- What to work on:
1. In the visitor pattern text below, translate this sentence into French: "The visitor pattern separates the data from the algorithm."
2. Resume the visitor pattern write-up below, picking up right after its final sentence.

- Quoted text:
----

Visitor pattern - separation of data and behavior
The visitor pattern separates the data from the algorithm. I will show with examples when it is worth using this pattern and when it is not. It is noteworthy that we do not always want such a separation.
Suppose we are writing a module for some text processor. We have the following 3 structures:
struct Element {};
struct Paragraph : Element {
std::string text;
};
struct Link : Element {
std::string url;
std::string text;
};
struct List : Element {
std::vector<std::string> items;
};
Our program should output the above structures in Markdown and HTML format.
(note, to simplify the examples I use struct
everywhere instead of class
)
Example 1. One class, several algorithms
If one class needs several behaviors, then we don’t need to use the visitor pattern. Suppose we only have a Paragraph
class, and Link
and List
do not exist. Then a simple polymorphic printer will suffice.

----

- Dataset excerpt:

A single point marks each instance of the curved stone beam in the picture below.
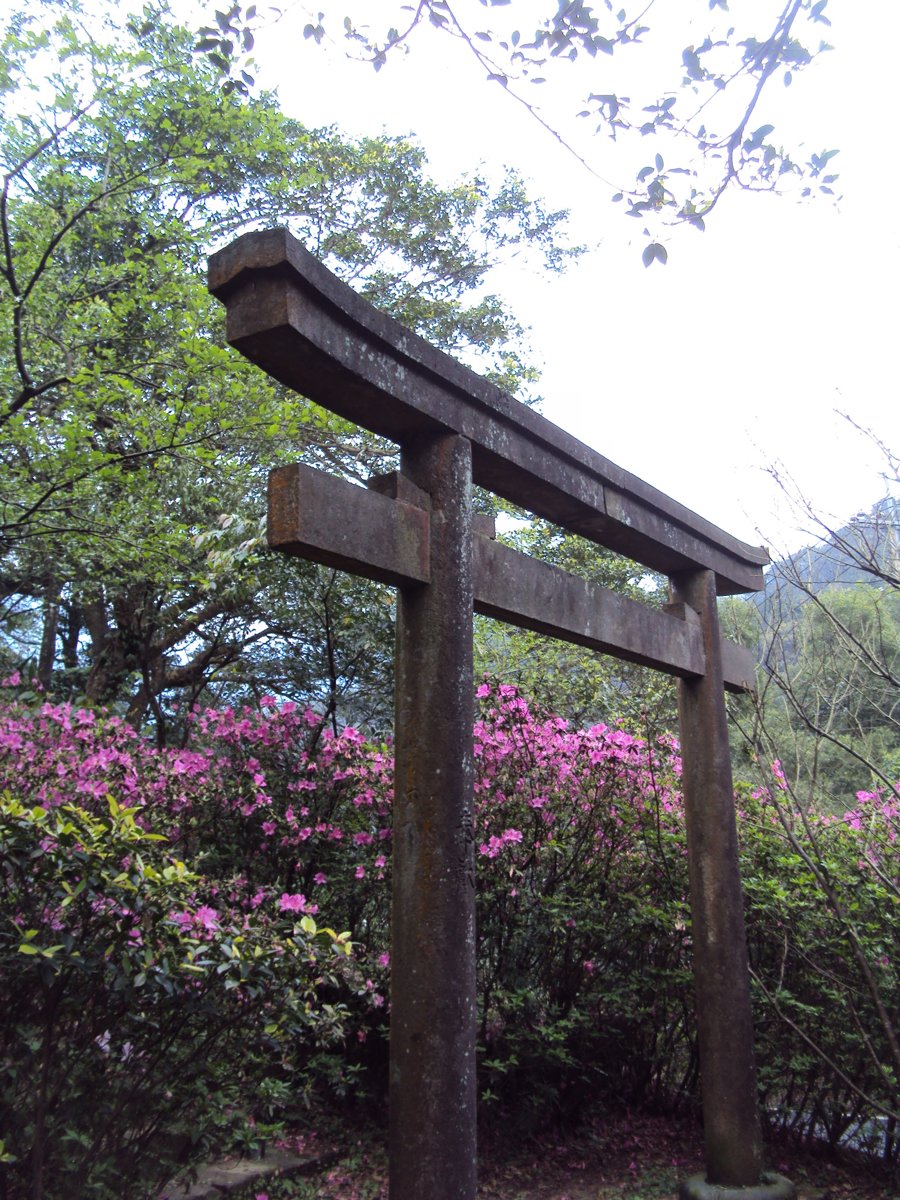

----

- Outputs in order:
1. Le patron visiteur sépare les données de l'algorithme.

2.
struct Printer {
virtual void print(const Paragraph& paragraph) = 0;
};
struct HtmlPrinter : Printer {
void print(const Paragraph& paragraph) override {
std::cout << "<p>" << paragraph.text << "</p>";
}
};
struct MarkdownPrinter : Printer {
void print(const Paragraph& paragraph) override {
std::cout << paragraph.text << "\n\n";
}
};
The usage could look like this:
int main() {
Paragraph paragraph{"Hello, world!"};
Printer* printer = getPrinter();
printer->print(paragraph);
}
Let’s not get into how exactly getPrinter
works, because it is not relevant to this example. What is important is that this function makes some decision and returns an abstract printer. Thus, we have decoupled the logic of choosing the behavior from the data and from the writing itself.
If we want to add support for the new format, we just need to add a new class inheriting from Printer
and implement the print
method for the Paragraph
type. There is no need for a visitor pattern, because we have full separation of data and behavior. The code is extensible and easy to maintain.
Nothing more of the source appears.